To do —
Put every line of the items below into a numbered list, omitting blank lines and leaving the pictures out of your answer.

The data —
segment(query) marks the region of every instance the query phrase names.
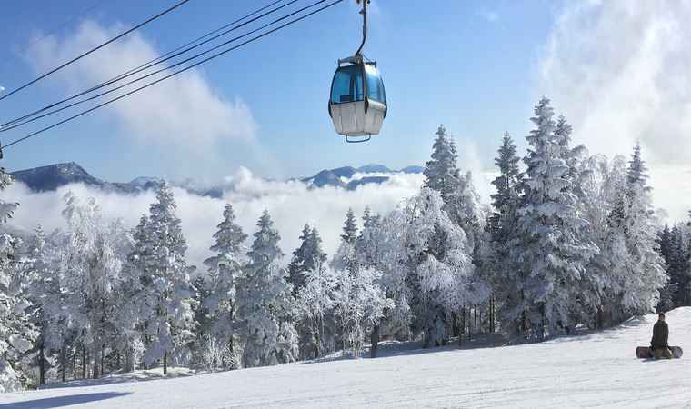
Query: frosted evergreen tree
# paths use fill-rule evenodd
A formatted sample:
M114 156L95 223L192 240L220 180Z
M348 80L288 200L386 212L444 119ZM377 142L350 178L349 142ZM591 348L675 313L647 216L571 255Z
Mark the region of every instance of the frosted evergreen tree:
M399 211L403 231L391 233L405 254L412 330L424 335L424 347L438 346L450 336L451 313L486 298L486 288L474 283L466 234L444 211L438 192L423 188Z
M280 235L267 211L257 222L248 263L236 283L235 326L245 367L295 361L297 334L291 323L292 288L279 265Z
M331 261L331 268L336 271L355 274L359 267L357 257L358 229L356 214L353 209L348 209L346 214L346 221L343 224L341 243Z
M12 177L0 167L0 191L12 183ZM5 224L18 204L0 199L0 224ZM26 382L22 371L25 354L36 336L28 314L31 303L15 253L20 244L9 234L0 234L0 392L20 389Z
M305 359L324 356L335 348L337 275L325 264L317 264L305 274L305 285L295 297L300 355Z
M344 350L359 357L372 328L379 325L385 311L393 307L379 285L381 273L359 268L352 274L339 274L334 291L335 314L343 328Z
M293 284L294 295L305 285L305 274L314 271L317 264L324 264L325 261L326 254L322 250L319 231L316 227L305 224L300 234L300 246L293 252L293 259L288 264L288 277Z
M571 146L571 133L573 128L566 122L566 118L564 115L559 115L556 120L556 125L555 127L555 138L559 145L559 154L564 160L566 166L568 166L568 172L566 173L566 178L572 184L572 190L574 194L579 195L578 192L578 178L579 178L579 163L587 154L587 150L584 145L579 145L575 147Z
M425 185L439 192L445 204L452 202L457 193L460 171L456 162L454 140L446 134L446 128L440 125L435 134L436 139L432 145L432 158L425 164Z
M299 296L301 289L306 285L308 275L320 272L319 269L323 268L325 261L326 254L322 251L322 239L318 230L305 224L300 235L300 246L293 252L293 259L288 264L288 281L293 286L294 297ZM300 357L303 359L318 356L320 350L324 350L324 345L320 344L323 340L319 340L314 324L310 321L309 314L299 318L295 323L300 339Z
M666 281L664 260L657 253L657 221L646 172L641 148L636 145L626 170L623 220L628 255L628 276L621 284L621 308L625 315L651 311L659 299L659 289Z
M508 132L504 134L497 154L495 165L499 175L492 181L496 193L491 196L494 212L490 216L490 231L493 242L503 247L516 226L523 184L523 174L518 168L520 158Z
M149 338L145 329L153 314L149 308L155 303L153 290L151 254L153 237L148 234L149 218L143 214L134 229L133 248L126 256L118 281L118 308L115 323L120 329L118 344L125 354L125 369L130 372L140 364L138 349Z
M103 372L106 341L116 332L112 325L114 289L122 267L118 248L124 229L103 218L95 199L82 202L72 192L64 199L68 231L59 268L68 292L69 321L81 330L78 341L88 351L92 375L97 378Z
M35 340L38 364L38 384L45 383L45 374L50 369L49 357L52 350L60 348L62 292L60 277L51 268L50 248L45 234L39 224L29 242L25 270L27 274L32 304L32 323L38 331Z
M673 230L676 231L673 232ZM676 226L670 229L668 224L665 224L665 227L657 234L657 246L660 256L665 261L665 273L667 276L666 284L660 289L660 299L656 307L659 313L674 309L676 306L679 290L684 288L682 281L684 278L679 276L677 270L682 267L679 265L679 262L686 261L686 257L682 256L679 252L681 248L676 245L676 233L678 233Z
M234 353L233 322L235 303L235 280L242 274L244 264L243 243L247 234L235 222L231 204L226 204L223 212L223 221L217 225L214 234L215 243L210 250L215 255L205 260L208 268L206 289L208 297L203 307L208 308L210 320L214 323L211 335L228 345Z
M514 268L507 281L514 293L504 300L507 328L538 337L568 331L574 288L598 250L578 234L587 222L578 214L553 115L543 97L531 118L536 128L526 137L526 195L509 244Z
M451 213L456 214L456 223L466 232L468 252L474 255L474 260L479 259L475 255L479 254L483 244L486 216L471 172L458 179L458 191L453 200L453 204L446 208L454 209Z
M489 215L488 232L490 246L486 254L486 264L483 269L486 280L492 284L496 296L507 298L506 293L513 291L506 282L510 264L508 242L515 235L518 218L517 207L523 190L523 174L518 167L520 158L508 132L504 134L502 145L497 149L495 165L499 175L492 181L496 192L491 195L493 212ZM490 299L490 332L494 330L496 305L495 297Z
M162 359L165 374L169 358L174 358L174 364L188 360L195 324L190 305L194 290L185 260L187 244L176 208L170 186L162 184L145 225L150 253L145 280L150 284L144 289L147 308L142 318L148 341L145 360L148 364Z

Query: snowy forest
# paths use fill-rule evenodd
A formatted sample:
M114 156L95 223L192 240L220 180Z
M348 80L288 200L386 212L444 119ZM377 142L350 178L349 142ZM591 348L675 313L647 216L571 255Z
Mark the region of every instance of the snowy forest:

Answer for this exercise —
1. segment(query) marks the region of every instance the query phrase names.
2. Query: frosted evergreen tree
3. # paths use fill-rule evenodd
4. A formatted sample:
5. M114 156L95 223L192 240L220 180Z
6. M348 80L288 200L386 212L444 119ZM377 142L350 178L349 142ZM591 348L675 313L647 216L571 255Z
7. Mark the region of every instance of the frosted evergreen tree:
8. M399 211L403 231L391 233L405 254L412 330L424 335L424 347L438 346L450 336L451 313L486 298L486 288L474 283L466 234L444 211L438 192L423 188Z
9. M280 235L267 211L257 222L248 263L236 283L235 326L245 367L295 361L297 334L291 323L292 288L279 265Z
10. M331 261L331 268L336 271L355 274L359 267L357 257L358 229L356 214L353 209L348 209L346 214L346 221L343 224L341 243Z
11. M12 177L0 167L0 191L12 183ZM5 224L18 204L0 199L0 224ZM26 382L22 371L25 354L36 336L28 314L31 303L15 253L20 244L9 234L0 234L0 392L20 389Z
12. M305 359L324 356L335 348L337 275L325 264L317 264L305 274L305 285L295 297L300 355Z
13. M344 350L359 357L372 328L379 325L385 311L393 307L379 285L381 273L359 268L352 274L339 274L334 291L335 314L343 328Z
14. M293 284L294 295L305 285L305 274L314 271L317 264L324 264L325 261L326 254L322 250L319 231L316 227L305 224L300 234L300 246L293 252L293 259L288 264L288 277Z
15. M571 146L571 133L573 128L566 122L566 118L564 115L559 115L556 120L556 125L555 127L555 138L559 145L559 154L564 160L566 166L568 166L568 172L566 173L566 178L572 184L572 190L574 194L579 195L578 192L578 178L579 178L579 163L587 154L587 150L584 145L579 145L575 147Z
16. M425 185L439 192L445 204L452 202L457 193L460 171L456 162L454 140L446 134L446 128L440 125L435 134L436 139L432 145L432 158L425 164Z
17. M299 296L301 289L306 285L308 275L320 272L319 269L323 268L325 261L326 254L322 251L322 239L318 230L305 224L300 235L300 246L293 252L293 259L288 264L288 281L293 286L294 297ZM300 357L303 359L318 356L320 350L324 350L324 345L320 344L323 340L319 340L314 324L310 321L309 314L299 318L295 323L300 339Z
18. M666 281L664 260L657 253L657 221L646 172L641 148L636 145L626 170L623 220L628 255L628 276L621 284L621 308L625 315L651 311L659 299L659 289Z
19. M508 132L504 134L497 154L495 165L499 175L492 181L496 193L491 196L494 212L490 216L490 231L493 242L503 247L516 226L523 184L523 174L518 168L520 158Z
20. M149 338L145 329L153 314L149 308L155 303L153 290L151 254L153 237L148 234L149 218L143 214L134 229L133 248L126 256L118 281L118 308L115 323L120 329L118 344L125 354L125 369L130 372L140 364L138 349Z
21. M103 372L106 341L116 332L112 325L114 289L122 267L118 248L124 229L103 218L95 199L82 202L72 192L64 199L68 231L59 268L68 292L69 321L81 330L78 341L88 351L92 375L97 378Z
22. M35 340L38 364L38 384L45 383L45 374L50 369L49 357L52 350L60 348L62 292L60 277L51 268L50 248L45 234L39 224L29 242L25 270L27 274L32 304L32 323L38 331Z
23. M673 230L676 231L673 232ZM676 226L670 229L668 224L665 224L665 227L657 234L657 246L660 256L665 261L665 273L667 276L666 284L660 289L660 299L656 307L659 313L674 309L676 306L679 290L684 288L682 281L684 278L679 276L677 270L682 267L679 265L679 262L686 261L686 257L682 256L679 252L681 248L676 245L676 233L678 233Z
24. M234 353L233 322L235 303L235 280L242 274L244 264L243 243L247 234L235 222L231 204L226 204L223 212L223 221L217 225L214 234L215 243L210 250L215 255L205 260L208 268L206 289L208 297L203 307L208 308L210 320L214 323L211 335L228 345Z
25. M514 268L507 281L514 293L504 300L507 328L538 337L568 331L574 288L598 250L578 234L587 222L578 214L553 115L543 97L531 118L536 128L526 137L526 195L509 244Z
26. M451 213L456 214L456 223L466 232L468 252L474 255L474 260L479 259L475 255L479 254L483 244L486 216L471 172L458 179L458 191L453 200L453 204L446 208L454 209Z
27. M489 215L488 232L490 246L486 254L486 264L483 269L486 280L492 284L496 296L507 298L506 293L513 291L506 282L510 264L508 242L515 235L518 218L517 207L523 190L523 174L518 167L520 158L508 132L504 134L502 145L497 149L495 165L499 175L492 181L496 192L491 195L493 212ZM490 299L490 332L494 330L496 305L495 297Z
28. M162 359L165 374L169 358L174 358L174 364L188 360L195 324L190 305L194 290L185 260L187 244L176 208L170 186L162 184L145 225L150 253L145 280L150 284L144 289L147 308L142 318L148 341L145 360L148 364Z
29. Query: snowy forest
30. # paths use fill-rule evenodd
31. A formatted sample:
32. M114 156L95 223L192 240L220 180Z
33. M348 80L288 200L386 212L444 119ZM377 142L350 178L349 142ZM591 348L675 313L647 216L571 255Z
34. Mark the region of every instance of the snowy forest:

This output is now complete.